- _PAGINA_:
Vivere a Manaus

di De Vidi Arnaldo

Cultura amazzonica

Continua il mio studio mesopotamico sulla cultura amazzonica. Sono venuto qui troppo tardi: vorrei essere ospite-figlio dell’Amazzonia; condividerne la cosmovisione, i compiti, i dolori e le gioie. Ma non riesco ad apprezzare il mondo nel quale sto vivendo… come un novizio trasognato che non apprezza le realtà terrene. Si aggiunga che la cultura di Manaus non è né singola né allo stato puro, ma complessa e meticcia (e inquinata dalla pseudo-cultura della publicity del primo mondo). Manaus – mio osservatorio – è la capitale dell’Amazzonia che si estende per 9 dei 13 Paesi dell’America Latina ed è polo di alto interesse mondiale (secondo solo al Medio Oriente): qui arrivano persone e organismi d’ogni dove. I brasiliani si chiedono sospettosi: Perché nel misero Nordest brasiliano sono presenti zero ONG e nell’Amazzonia 350, più che in tutta la martoriata Africa?

L’interazione ambiente e cultura

La natura ai tropici è molto generosa: ottima frutta, ottimo pesce… e poche esigenze (né giacca né calzini, 12 mesi all’anno!). Ma la natura qui è madre-etiranna perché non si lascia controllare-modificare; bisogna metabolizzare perfino i diluvi. Il clima torrido dà «mollezza» e assuefazione. La gente non si sente stimolata a realizzarsi col lavoro come da voi, ma con le relazioni. Anche nella pastorale si dà importanza a incontri, riunioni, ritiri, gite-passeggi. E poiché i manauensi sono «anfibi», non deve mai mancare l’elemento acqua (p.e., la piscina anche nei ritiri).

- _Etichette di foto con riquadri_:
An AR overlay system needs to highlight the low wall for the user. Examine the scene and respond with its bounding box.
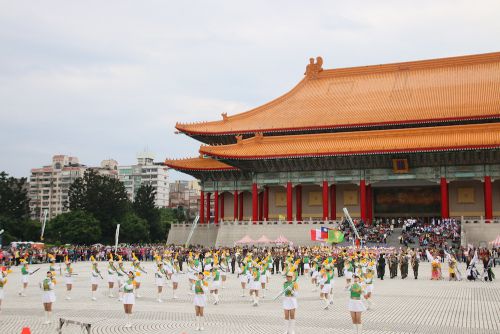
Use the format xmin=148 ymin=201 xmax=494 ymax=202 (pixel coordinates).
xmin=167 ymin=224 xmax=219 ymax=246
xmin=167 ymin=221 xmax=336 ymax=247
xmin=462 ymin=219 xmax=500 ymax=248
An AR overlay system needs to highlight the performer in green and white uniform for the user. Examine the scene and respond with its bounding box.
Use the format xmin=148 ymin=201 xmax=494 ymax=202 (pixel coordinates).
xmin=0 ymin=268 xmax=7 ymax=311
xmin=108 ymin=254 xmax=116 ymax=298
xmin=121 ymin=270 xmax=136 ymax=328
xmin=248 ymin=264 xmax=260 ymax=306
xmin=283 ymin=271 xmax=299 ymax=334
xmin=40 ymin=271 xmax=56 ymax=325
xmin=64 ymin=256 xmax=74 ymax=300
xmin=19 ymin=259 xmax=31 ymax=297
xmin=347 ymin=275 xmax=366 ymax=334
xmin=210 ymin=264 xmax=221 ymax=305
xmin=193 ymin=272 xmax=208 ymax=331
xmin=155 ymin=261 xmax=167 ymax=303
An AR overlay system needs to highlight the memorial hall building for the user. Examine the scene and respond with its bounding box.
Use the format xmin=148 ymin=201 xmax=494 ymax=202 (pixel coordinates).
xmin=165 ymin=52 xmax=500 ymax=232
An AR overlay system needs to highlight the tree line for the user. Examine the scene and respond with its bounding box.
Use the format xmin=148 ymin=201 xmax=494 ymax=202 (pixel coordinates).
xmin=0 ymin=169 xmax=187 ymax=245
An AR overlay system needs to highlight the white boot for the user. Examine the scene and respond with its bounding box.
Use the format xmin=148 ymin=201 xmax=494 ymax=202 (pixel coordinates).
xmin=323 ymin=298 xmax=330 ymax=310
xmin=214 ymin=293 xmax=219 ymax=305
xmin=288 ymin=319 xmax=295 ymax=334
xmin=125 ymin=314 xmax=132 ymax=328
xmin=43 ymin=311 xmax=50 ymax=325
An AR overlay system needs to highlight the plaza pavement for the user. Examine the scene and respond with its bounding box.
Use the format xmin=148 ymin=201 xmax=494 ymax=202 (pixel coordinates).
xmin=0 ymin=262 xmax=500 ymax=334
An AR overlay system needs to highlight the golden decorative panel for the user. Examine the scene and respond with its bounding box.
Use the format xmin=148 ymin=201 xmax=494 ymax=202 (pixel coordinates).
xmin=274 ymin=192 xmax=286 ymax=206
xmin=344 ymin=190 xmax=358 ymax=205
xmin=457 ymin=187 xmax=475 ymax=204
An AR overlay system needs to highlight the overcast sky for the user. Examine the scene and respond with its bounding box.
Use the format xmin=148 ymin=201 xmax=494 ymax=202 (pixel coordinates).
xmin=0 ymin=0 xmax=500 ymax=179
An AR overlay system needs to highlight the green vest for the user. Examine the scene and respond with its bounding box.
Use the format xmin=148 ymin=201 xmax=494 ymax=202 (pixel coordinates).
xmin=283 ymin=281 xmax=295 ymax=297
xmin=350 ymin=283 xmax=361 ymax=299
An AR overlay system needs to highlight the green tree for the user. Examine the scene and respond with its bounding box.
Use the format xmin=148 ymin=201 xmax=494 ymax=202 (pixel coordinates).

- _COMPITI_:
a) Estrai dal testo su Manaus il passo che va da "Continua il mio" fino a "la martoriata Africa?" compreso.
b) Per favore, indica per quanti dei 13 Paesi dell'America Latina si estende l'Amazzonia secondo il testo su Manaus.
c) Nel testo su Manaus, elenca le attività della pastorale a cui si dà importanza.

- _RISPOSTE IN ORDINE_:
a)
Continua il mio studio mesopotamico sulla cultura amazzonica. Sono venuto qui troppo tardi: vorrei essere ospite-figlio dell’Amazzonia; condividerne la cosmovisione, i compiti, i dolori e le gioie. Ma non riesco ad apprezzare il mondo nel quale sto vivendo… come un novizio trasognato che non apprezza le realtà terrene. Si aggiunga che la cultura di Manaus non è né singola né allo stato puro, ma complessa e meticcia (e inquinata dalla pseudo-cultura della publicity del primo mondo). Manaus – mio osservatorio – è la capitale dell’Amazzonia che si estende per 9 dei 13 Paesi dell’America Latina ed è polo di alto interesse mondiale (secondo solo al Medio Oriente): qui arrivano persone e organismi d’ogni dove. I brasiliani si chiedono sospettosi: Perché nel misero Nordest brasiliano sono presenti zero ONG e nell’Amazzonia 350, più che in tutta la martoriata Africa?

b) Per 9 dei 13 Paesi.

c) incontri, riunioni, ritiri, gite-passeggi